[TASK]:
Copy only the lines of the listing below, starting at the line containing "indicate the broom, a point for each instance" and ending at the line containing "column 353, row 712". Substitute "wooden bench" for "wooden stool" and leave everything else unchanged.
——
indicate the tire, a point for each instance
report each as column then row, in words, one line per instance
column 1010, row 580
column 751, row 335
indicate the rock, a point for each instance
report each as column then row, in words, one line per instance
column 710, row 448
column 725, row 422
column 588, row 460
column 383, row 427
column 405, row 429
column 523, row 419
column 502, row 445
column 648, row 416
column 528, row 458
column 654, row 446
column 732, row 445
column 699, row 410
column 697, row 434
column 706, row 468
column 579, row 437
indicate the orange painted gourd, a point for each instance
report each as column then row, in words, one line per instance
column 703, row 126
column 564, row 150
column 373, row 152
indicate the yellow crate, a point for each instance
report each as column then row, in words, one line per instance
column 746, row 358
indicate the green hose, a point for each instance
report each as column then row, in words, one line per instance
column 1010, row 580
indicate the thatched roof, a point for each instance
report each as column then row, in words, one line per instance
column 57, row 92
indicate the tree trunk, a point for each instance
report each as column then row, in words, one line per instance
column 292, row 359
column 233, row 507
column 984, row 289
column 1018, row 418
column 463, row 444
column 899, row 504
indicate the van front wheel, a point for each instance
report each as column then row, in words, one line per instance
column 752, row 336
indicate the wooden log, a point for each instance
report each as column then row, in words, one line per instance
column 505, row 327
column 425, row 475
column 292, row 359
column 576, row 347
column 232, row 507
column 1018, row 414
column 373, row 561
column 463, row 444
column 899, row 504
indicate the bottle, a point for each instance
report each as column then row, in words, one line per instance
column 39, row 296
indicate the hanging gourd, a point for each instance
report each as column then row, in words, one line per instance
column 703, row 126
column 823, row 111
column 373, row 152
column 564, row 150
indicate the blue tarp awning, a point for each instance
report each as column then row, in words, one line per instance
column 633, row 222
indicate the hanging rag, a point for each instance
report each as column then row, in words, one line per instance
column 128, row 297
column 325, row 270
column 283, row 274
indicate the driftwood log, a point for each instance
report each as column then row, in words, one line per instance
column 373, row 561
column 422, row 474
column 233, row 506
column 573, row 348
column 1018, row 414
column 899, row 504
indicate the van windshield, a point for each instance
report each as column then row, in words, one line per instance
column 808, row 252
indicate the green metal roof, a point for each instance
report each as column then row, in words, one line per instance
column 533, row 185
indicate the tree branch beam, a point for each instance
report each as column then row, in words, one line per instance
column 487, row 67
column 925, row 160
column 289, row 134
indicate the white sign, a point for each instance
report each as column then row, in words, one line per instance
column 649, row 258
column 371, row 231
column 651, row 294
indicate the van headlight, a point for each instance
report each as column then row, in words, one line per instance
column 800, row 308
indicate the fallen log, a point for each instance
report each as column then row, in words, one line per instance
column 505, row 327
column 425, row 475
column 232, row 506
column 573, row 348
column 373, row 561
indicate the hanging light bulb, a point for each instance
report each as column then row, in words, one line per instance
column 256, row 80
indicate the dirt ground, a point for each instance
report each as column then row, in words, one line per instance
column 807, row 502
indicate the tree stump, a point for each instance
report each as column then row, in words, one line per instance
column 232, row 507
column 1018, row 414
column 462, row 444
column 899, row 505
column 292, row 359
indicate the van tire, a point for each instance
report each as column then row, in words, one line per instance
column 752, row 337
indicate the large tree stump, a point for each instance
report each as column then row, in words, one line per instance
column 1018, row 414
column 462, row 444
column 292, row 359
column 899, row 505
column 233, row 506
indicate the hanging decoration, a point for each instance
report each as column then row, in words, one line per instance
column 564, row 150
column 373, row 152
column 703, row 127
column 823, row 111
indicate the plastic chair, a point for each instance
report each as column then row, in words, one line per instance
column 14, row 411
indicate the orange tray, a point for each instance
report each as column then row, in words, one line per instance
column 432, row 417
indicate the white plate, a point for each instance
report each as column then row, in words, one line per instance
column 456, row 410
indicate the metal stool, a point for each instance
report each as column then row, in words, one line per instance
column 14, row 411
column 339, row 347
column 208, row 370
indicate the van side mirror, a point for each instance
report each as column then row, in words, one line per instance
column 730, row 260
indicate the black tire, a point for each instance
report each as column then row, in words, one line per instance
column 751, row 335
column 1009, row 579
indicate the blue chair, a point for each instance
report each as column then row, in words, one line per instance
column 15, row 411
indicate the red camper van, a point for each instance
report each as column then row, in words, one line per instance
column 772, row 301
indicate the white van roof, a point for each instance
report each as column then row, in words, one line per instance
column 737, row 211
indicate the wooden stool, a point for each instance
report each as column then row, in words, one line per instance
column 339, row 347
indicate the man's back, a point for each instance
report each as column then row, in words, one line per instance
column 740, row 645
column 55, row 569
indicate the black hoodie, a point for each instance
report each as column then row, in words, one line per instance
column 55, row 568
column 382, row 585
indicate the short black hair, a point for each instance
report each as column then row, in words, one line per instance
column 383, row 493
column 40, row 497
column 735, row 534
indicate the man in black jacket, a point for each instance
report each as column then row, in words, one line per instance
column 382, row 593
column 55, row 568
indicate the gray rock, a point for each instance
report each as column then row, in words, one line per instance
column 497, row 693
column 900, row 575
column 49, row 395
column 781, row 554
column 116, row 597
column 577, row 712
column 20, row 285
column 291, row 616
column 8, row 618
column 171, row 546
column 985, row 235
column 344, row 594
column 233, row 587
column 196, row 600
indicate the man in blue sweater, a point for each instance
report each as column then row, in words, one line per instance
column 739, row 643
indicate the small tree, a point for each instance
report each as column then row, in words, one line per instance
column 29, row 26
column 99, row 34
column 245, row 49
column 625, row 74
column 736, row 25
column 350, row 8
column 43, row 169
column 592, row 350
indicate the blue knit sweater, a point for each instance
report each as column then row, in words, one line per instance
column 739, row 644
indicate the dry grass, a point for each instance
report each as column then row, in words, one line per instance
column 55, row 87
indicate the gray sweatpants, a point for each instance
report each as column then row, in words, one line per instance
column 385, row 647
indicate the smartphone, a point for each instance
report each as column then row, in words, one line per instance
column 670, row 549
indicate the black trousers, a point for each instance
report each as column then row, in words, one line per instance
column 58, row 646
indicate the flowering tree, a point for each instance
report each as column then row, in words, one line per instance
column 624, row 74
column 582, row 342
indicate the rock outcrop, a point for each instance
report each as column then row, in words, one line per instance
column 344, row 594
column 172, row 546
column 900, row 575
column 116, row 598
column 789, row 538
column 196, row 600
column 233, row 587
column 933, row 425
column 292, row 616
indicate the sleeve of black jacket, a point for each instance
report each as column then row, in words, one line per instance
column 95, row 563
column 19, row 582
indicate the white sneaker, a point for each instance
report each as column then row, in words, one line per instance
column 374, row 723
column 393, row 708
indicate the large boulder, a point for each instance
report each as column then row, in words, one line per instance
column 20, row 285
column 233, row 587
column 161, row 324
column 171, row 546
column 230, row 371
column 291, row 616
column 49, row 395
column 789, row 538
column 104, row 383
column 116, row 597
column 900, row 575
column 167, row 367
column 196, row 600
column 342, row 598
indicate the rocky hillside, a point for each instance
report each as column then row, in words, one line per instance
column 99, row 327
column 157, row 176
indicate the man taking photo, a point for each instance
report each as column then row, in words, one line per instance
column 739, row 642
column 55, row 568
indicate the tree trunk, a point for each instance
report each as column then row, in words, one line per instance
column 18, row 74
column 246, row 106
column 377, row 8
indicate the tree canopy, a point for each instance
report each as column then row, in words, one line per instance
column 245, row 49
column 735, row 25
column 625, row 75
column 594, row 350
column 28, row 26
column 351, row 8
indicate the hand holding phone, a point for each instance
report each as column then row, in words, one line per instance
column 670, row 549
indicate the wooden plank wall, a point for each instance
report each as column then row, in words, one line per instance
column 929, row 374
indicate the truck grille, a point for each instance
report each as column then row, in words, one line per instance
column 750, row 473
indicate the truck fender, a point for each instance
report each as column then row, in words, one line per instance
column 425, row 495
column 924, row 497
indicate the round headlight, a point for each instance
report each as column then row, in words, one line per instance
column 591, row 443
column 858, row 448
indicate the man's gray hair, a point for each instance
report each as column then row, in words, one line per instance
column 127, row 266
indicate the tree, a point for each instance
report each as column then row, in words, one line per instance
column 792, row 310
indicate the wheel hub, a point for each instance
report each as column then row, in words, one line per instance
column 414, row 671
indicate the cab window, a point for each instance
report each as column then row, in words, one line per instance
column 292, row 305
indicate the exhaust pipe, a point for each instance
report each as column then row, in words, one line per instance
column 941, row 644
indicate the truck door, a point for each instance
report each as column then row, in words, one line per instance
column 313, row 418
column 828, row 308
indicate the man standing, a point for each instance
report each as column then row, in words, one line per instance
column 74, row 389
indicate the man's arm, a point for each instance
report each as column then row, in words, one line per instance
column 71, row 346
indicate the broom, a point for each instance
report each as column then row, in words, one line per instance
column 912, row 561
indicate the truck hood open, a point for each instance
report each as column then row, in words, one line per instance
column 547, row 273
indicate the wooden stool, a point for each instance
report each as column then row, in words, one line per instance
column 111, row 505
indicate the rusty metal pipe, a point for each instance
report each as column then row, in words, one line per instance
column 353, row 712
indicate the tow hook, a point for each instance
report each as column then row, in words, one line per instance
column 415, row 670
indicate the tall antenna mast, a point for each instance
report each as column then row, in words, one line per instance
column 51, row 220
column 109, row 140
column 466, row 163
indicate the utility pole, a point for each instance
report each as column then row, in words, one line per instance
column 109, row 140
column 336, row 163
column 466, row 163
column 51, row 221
——
[TASK ANSWER]:
indicate the broom, a point for each instance
report each as column then row, in words, one line per instance
column 912, row 561
indicate the truck hood open, a point for each instance
report each as column then row, in words, one line per instance
column 547, row 273
indicate the wooden bench, a point for each instance
report each as column then row, in words, one line per instance
column 111, row 505
indicate the rusty metal pipe, a point for each instance
report each as column then row, in words, one line per instance
column 353, row 712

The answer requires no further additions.